- Document section
━━━━

From 1986 through 2001, Defendants co-owned property located at 82 Harborview West, Lawrence, New York which they used as the family's residence. (Compl. ¶¶ 24-25.) In 2001, Defendants sold that home for approximately $781,000 and used the proceeds of the sale towards purchasing the Syosset Property for approximately $995,000. (Compl. ¶¶ 28-30.) The Syosset Property was purchased solely in Mrs. Cohan's name, "even though it could not have been purchased by Mrs. Cohan but for the contribution of funds belonging to Mr. Cohan." (Compl. ¶ 32.) Further, although the property was in Mrs. Cohan's name, the mortgage, property taxes, and/or insurance payments were made "in whole or in part" from bank accounts owned exclusively by Mr. Cohan or jointly with Mrs. Cohan which contained the proceeds of his fraudulent schemes. (Compl. ¶¶ 18, 33.) The couple resided there together until Mr. Cohan was incarcerated in 2010. (Compl. ¶ 31.)

B. The West Palm Beach Property

In or around 2006, Defendants purchased the West Palm Beach Property, in part, by obtaining a mortgage in the amount of $411,000 and, in part, through a remortgage/refinance and/or home equity loan on the Syosset Property. (Compl. ¶¶ 35-37.) Similar to the Syosset Property, the West Palm Beach Property was purchased solely in Mrs. Cohan's name, "even though it could not have been purchased by Mrs. Cohan but for the contribution of funds belonging to Mr. Cohan." (Compl. ¶ 38.) Further, although the property was in Mrs. Cohan's name, the mortgage, property taxes, and/or insurance payments were made "in whole or in part" from the bank accounts owned exclusively by Mr. Cohan or jointly with Mrs. Cohan which contained the proceeds of his fraudulent schemes. (Compl. ¶ 39.)

━━━━

- Data segment
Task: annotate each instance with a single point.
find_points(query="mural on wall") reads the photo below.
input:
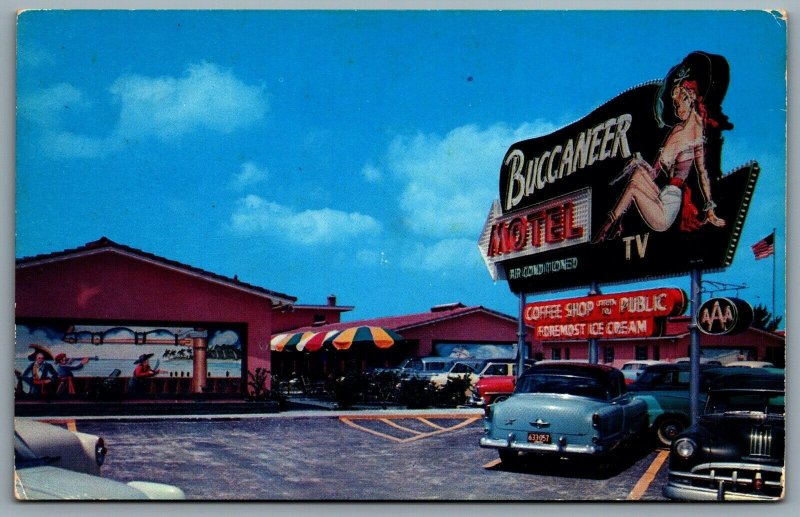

━━━━

- Requirements
A – Reproduce the property passage word for word from "In or around" to "(Compl. ¶ 39.)".
B – Resume the property passage after its final sentence and continue writing it.
The listing comes from a separate source.

- Task-by-task results
A –
In or around 2006, Defendants purchased the West Palm Beach Property, in part, by obtaining a mortgage in the amount of $411,000 and, in part, through a remortgage/refinance and/or home equity loan on the Syosset Property. (Compl. ¶¶ 35-37.) Similar to the Syosset Property, the West Palm Beach Property was purchased solely in Mrs. Cohan's name, "even though it could not have been purchased by Mrs. Cohan but for the contribution of funds belonging to Mr. Cohan." (Compl. ¶ 38.) Further, although the property was in Mrs. Cohan's name, the mortgage, property taxes, and/or insurance payments were made "in whole or in part" from the bank accounts owned exclusively by Mr. Cohan or jointly with Mrs. Cohan which contained the proceeds of his fraudulent schemes. (Compl. ¶ 39.)

B –
IV. The Present Action

On April 20, 2012, State Farm commenced the present action against Defendants, seeking: (1) a declaration that the Syosset and West Palm Beach Properties, although titled in Mrs. Cohan's name, actually belong to Mr. Cohan, (2) the imposition of a constructive trust on the properties in favor of State Farm, and (3) a directive that the properties be delivered to the United States Marshal to be sold at a public auction, with the proceeds to be used in whole or part to satisfy State Farm's judgment against Mr. Cohan. In the alternative, State Farm seeks an equitable reformation of the deeds of the properties to reflect joint ownership by State Farm and Mrs. Cohan.

Mrs. Cohan answered the Complaint on May 16, 2012 (Docket Entry 6), and Mr. Cohan answered on August 2, 2012 (Docket Entry 14). On September 4, 2012, Mrs. Cohan moved for judgment on the pleadings pursuant to Rule 12(c) of the Federal Rules of Civil Procedure. (Docket Entry 17.) This motion is presently before the Court.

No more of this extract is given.